## Set exercise:
Write out the material word for word, from its first line through the line that contains "[[[0,266],[49,266],[117,188],[92,166],[56,160],[0,125]]]", with both of those lines included. Leave the pictures out of what you write.

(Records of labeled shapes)
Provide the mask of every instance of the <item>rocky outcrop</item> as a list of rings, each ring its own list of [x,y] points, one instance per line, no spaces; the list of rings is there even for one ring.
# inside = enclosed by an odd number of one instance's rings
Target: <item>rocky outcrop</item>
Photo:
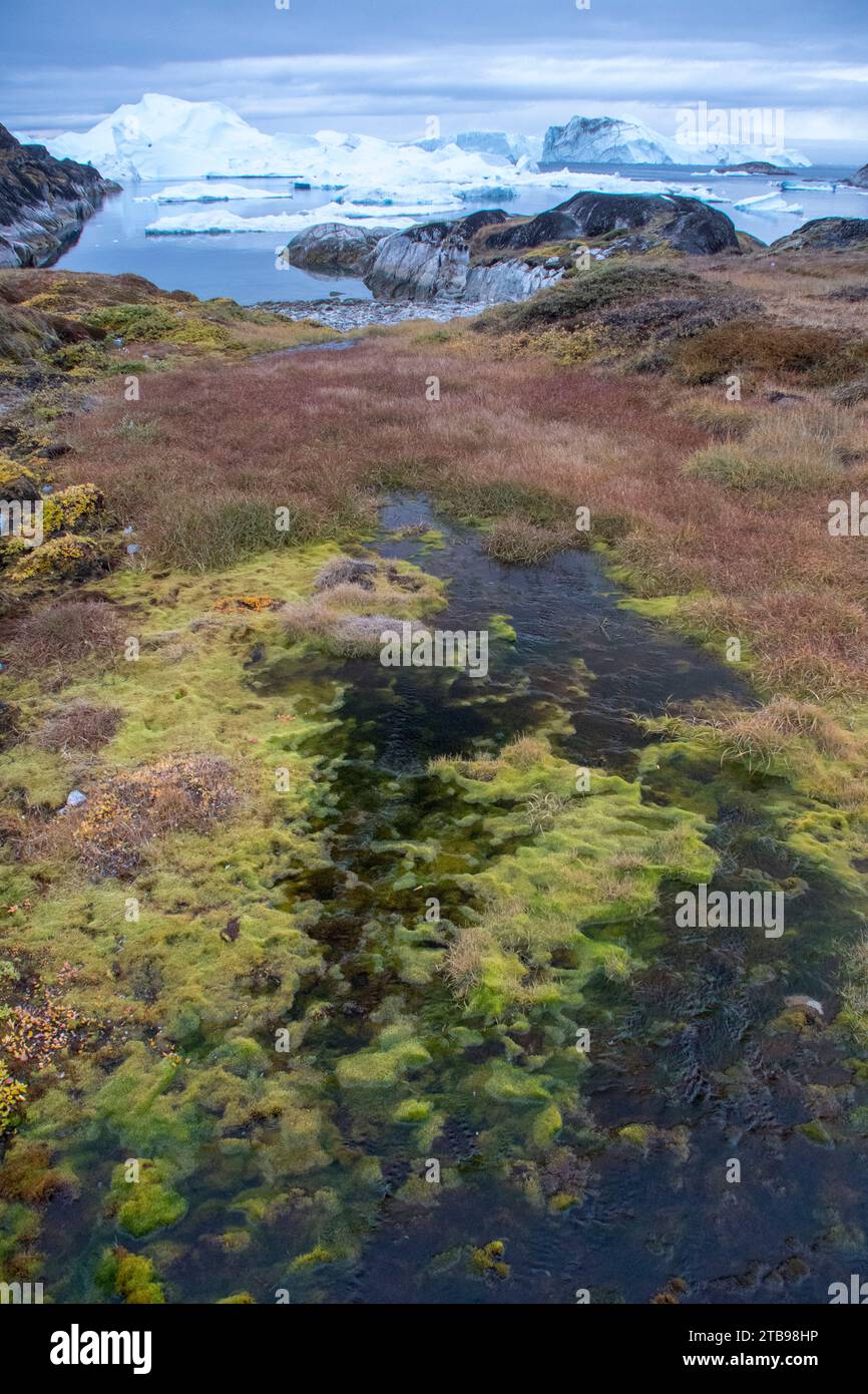
[[[0,266],[49,266],[117,188],[92,166],[56,160],[0,125]]]
[[[740,251],[736,229],[724,213],[698,198],[674,194],[574,194],[536,217],[493,229],[483,244],[492,251],[529,250],[617,231],[638,234],[624,251],[648,251],[663,243],[701,256]]]
[[[775,252],[855,251],[861,247],[868,248],[868,217],[812,217],[772,243]]]
[[[471,243],[481,229],[507,220],[485,209],[454,223],[419,223],[385,237],[371,259],[365,284],[378,300],[524,300],[560,279],[560,269],[521,261],[471,265]]]
[[[542,145],[546,164],[672,164],[672,152],[656,131],[613,116],[574,116],[550,125]]]
[[[769,160],[744,160],[741,164],[727,164],[726,169],[712,170],[712,174],[786,174],[793,177],[791,169],[782,169],[780,164],[770,164]]]
[[[323,276],[364,276],[373,248],[389,233],[387,227],[318,223],[291,237],[283,256],[291,266]]]

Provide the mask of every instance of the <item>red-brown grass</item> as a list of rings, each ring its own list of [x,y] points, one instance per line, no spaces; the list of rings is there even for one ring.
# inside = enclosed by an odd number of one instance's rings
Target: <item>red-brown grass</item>
[[[723,631],[758,637],[770,687],[787,690],[809,655],[797,683],[805,696],[823,673],[823,690],[868,690],[868,551],[862,538],[829,537],[826,485],[782,495],[690,480],[684,464],[709,432],[679,411],[683,389],[543,360],[493,362],[476,336],[470,353],[431,339],[155,376],[157,439],[118,442],[128,406],[107,400],[71,428],[67,470],[137,523],[155,560],[166,517],[184,517],[192,565],[202,499],[286,503],[312,520],[311,535],[334,535],[396,487],[464,516],[557,531],[588,506],[592,539],[594,519],[623,520],[616,546],[640,592],[716,595]],[[432,375],[439,401],[426,400]],[[855,489],[864,461],[848,470]]]

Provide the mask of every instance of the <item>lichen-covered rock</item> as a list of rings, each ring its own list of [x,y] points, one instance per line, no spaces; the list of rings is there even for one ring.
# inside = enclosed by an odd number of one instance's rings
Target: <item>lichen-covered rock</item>
[[[103,507],[103,495],[95,484],[71,484],[45,500],[42,528],[46,535],[75,533],[96,523]]]
[[[502,223],[506,216],[502,209],[482,210],[456,222],[418,223],[383,237],[365,284],[378,300],[467,300],[471,240],[481,227]],[[476,280],[476,291],[483,280]]]
[[[15,562],[8,576],[18,584],[28,581],[84,581],[109,570],[107,546],[91,537],[61,533],[32,548]]]
[[[0,125],[0,266],[45,266],[116,192],[91,164],[56,160]]]
[[[808,223],[772,243],[773,252],[798,252],[804,248],[854,251],[868,247],[868,217],[812,217]]]
[[[676,251],[704,256],[740,252],[736,229],[726,213],[698,198],[674,194],[574,194],[536,217],[493,229],[482,241],[488,250],[506,251],[637,230],[645,236],[648,248],[666,243]]]

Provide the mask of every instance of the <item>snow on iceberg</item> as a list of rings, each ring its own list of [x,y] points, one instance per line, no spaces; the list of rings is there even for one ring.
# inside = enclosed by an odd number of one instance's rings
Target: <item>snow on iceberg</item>
[[[157,194],[141,194],[135,204],[226,204],[230,198],[293,198],[291,188],[254,188],[251,184],[231,184],[215,180],[189,184],[167,184]]]
[[[708,134],[697,131],[697,135]],[[612,116],[574,116],[566,125],[546,131],[542,162],[560,160],[588,164],[744,164],[775,160],[787,167],[807,166],[801,151],[769,149],[761,145],[701,144],[660,135],[642,121]]]

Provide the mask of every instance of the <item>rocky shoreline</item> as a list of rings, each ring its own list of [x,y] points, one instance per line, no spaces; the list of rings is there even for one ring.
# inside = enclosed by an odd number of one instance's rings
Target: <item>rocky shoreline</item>
[[[286,319],[313,319],[339,333],[366,329],[369,325],[397,325],[403,319],[435,319],[446,323],[464,315],[478,315],[489,308],[488,301],[418,301],[418,300],[354,300],[333,296],[329,300],[262,300],[254,309],[269,309]]]

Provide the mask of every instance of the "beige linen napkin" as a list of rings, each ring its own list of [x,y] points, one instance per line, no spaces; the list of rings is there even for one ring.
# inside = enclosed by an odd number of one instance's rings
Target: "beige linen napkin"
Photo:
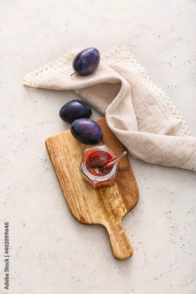
[[[119,46],[104,53],[97,69],[84,76],[73,72],[80,50],[25,76],[26,86],[74,90],[103,115],[135,158],[196,171],[196,138],[165,93],[143,68]]]

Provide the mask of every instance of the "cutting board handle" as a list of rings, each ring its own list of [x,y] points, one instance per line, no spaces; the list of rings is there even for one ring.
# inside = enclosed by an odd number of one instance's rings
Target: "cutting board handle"
[[[110,219],[104,225],[108,234],[114,257],[119,260],[126,259],[133,254],[133,248],[125,232],[121,220]]]

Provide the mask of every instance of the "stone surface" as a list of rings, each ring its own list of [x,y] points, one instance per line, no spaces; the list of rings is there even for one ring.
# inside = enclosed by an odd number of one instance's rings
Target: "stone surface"
[[[69,128],[58,112],[77,95],[23,84],[25,74],[73,48],[93,46],[102,55],[121,44],[196,136],[195,3],[117,2],[1,1],[1,293],[8,293],[6,221],[12,294],[195,293],[195,173],[129,156],[140,198],[123,225],[134,253],[115,260],[104,228],[70,213],[45,146]],[[92,119],[101,117],[93,110]]]

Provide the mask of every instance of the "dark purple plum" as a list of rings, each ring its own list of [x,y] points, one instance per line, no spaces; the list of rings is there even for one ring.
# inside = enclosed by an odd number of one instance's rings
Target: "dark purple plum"
[[[96,145],[103,138],[101,129],[90,118],[79,118],[74,121],[70,131],[74,138],[83,144]]]
[[[96,48],[89,47],[84,49],[74,57],[72,64],[73,70],[79,76],[89,74],[97,68],[100,58],[99,52]]]
[[[72,123],[82,117],[90,118],[92,115],[92,111],[89,105],[81,100],[72,100],[61,108],[59,115],[63,121]]]

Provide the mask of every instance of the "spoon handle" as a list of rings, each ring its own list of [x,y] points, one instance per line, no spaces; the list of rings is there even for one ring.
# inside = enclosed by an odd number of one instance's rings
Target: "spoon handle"
[[[113,158],[111,158],[111,159],[110,159],[108,161],[105,162],[105,163],[103,164],[102,167],[102,168],[105,168],[107,166],[109,166],[111,165],[111,164],[113,164],[115,162],[117,161],[117,160],[119,160],[121,157],[122,157],[124,155],[125,155],[126,154],[127,152],[126,151],[125,151],[122,154],[120,154],[120,155],[118,155],[118,156],[116,156],[115,157],[114,157]]]

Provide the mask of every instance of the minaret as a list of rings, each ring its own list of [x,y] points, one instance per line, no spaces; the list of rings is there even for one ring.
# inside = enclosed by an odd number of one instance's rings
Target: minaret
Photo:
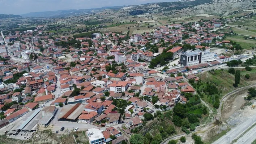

## Completed exercise:
Provide the mask of every instance of the <item>rocky outcrop</item> as a list of rings, each ring its own list of [x,y] points, one instance per line, no spaces; the list of rings is there even for one ring.
# inside = enclosed by an odd number of one instance's rings
Target: <item>rocky outcrop</item>
Photo:
[[[0,266],[49,266],[117,188],[92,166],[56,160],[0,125]]]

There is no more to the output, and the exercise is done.